Start Source records

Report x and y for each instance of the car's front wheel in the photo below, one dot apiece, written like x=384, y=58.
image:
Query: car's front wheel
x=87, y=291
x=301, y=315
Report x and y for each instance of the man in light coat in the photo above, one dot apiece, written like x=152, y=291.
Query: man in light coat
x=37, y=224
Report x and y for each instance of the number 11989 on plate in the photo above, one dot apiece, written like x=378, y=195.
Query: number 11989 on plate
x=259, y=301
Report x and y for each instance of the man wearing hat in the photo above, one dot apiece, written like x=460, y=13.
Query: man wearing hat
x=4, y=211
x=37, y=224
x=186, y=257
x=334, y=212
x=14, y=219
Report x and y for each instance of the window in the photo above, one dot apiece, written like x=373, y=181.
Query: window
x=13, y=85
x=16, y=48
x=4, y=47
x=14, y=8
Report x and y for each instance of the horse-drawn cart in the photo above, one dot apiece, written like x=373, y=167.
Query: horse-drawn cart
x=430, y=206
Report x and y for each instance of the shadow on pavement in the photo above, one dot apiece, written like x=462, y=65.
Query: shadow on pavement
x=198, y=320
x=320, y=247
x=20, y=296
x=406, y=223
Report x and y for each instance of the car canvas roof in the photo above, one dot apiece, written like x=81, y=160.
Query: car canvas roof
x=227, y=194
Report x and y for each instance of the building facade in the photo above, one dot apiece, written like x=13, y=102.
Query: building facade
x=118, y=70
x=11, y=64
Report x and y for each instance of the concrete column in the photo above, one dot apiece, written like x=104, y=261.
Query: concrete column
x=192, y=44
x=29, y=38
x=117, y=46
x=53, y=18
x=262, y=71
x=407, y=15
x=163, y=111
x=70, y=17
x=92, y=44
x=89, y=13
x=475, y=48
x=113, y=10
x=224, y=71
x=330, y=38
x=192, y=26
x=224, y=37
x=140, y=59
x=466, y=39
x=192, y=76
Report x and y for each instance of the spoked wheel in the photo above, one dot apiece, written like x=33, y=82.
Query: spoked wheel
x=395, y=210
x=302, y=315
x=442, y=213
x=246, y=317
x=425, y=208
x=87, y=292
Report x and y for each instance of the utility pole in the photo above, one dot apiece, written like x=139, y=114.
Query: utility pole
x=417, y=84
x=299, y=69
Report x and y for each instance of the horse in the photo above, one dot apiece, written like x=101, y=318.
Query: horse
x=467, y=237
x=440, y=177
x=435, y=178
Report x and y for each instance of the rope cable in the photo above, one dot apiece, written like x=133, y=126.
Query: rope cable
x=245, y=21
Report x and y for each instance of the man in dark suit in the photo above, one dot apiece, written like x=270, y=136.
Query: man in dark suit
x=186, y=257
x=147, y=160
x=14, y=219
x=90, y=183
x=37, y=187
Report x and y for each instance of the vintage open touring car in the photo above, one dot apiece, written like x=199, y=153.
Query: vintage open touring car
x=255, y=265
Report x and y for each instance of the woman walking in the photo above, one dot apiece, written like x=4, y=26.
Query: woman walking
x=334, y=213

End Source records
Start Source records

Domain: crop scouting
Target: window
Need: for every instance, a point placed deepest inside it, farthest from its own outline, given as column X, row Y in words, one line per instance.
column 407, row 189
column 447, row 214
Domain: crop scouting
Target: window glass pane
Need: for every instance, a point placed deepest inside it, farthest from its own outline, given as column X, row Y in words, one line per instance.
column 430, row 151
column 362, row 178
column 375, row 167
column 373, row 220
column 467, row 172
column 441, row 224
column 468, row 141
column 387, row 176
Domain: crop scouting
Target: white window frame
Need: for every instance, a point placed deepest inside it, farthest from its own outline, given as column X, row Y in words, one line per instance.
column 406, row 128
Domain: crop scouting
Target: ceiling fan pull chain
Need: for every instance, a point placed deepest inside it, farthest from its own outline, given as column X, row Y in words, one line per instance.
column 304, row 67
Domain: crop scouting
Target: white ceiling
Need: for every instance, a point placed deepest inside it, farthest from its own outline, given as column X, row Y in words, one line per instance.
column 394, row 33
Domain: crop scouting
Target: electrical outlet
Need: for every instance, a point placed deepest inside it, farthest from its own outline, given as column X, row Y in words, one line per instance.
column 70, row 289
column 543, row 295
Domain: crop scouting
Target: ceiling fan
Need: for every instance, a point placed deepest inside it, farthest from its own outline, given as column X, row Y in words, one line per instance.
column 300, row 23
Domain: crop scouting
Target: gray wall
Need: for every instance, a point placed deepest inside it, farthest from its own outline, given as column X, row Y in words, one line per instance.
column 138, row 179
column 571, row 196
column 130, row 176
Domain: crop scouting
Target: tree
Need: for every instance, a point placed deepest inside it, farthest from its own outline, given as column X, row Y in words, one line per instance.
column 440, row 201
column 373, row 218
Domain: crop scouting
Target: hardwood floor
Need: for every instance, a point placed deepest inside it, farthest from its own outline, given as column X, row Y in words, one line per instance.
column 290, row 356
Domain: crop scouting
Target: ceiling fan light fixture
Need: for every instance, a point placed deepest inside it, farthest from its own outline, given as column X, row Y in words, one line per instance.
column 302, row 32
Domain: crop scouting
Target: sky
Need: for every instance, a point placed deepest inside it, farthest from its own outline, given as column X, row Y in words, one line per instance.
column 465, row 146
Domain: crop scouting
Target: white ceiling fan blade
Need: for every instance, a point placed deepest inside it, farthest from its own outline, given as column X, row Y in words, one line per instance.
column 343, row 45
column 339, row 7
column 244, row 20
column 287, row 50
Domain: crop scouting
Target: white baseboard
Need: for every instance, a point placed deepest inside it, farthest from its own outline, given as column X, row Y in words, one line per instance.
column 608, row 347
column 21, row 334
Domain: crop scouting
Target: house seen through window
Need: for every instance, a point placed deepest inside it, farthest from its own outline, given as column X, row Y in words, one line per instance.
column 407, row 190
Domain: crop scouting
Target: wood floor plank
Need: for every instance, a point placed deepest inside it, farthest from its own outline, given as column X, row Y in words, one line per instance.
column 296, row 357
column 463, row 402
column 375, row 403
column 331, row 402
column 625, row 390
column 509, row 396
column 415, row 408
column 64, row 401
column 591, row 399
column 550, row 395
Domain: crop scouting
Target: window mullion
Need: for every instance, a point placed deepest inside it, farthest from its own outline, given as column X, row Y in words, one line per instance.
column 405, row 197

End Source records

* [Task details] Reproduce verbatim the lines of the material, from the line containing "Report x and y for each instance of the car's" up to and including the line containing "x=259, y=301", and nothing else.

* [Solution to the exercise]
Report x and y for each instance of the car's front wheel in the photo below, one dot apiece, written like x=384, y=58.
image:
Query: car's front wheel
x=87, y=291
x=301, y=315
Report x and y for each instance of the man in light coat in the photo above, one dot apiece, written like x=152, y=291.
Query: man in light coat
x=37, y=224
Report x and y for each instance of the number 11989 on plate in the photo above, one dot apiece, written like x=378, y=195.
Query: number 11989 on plate
x=259, y=301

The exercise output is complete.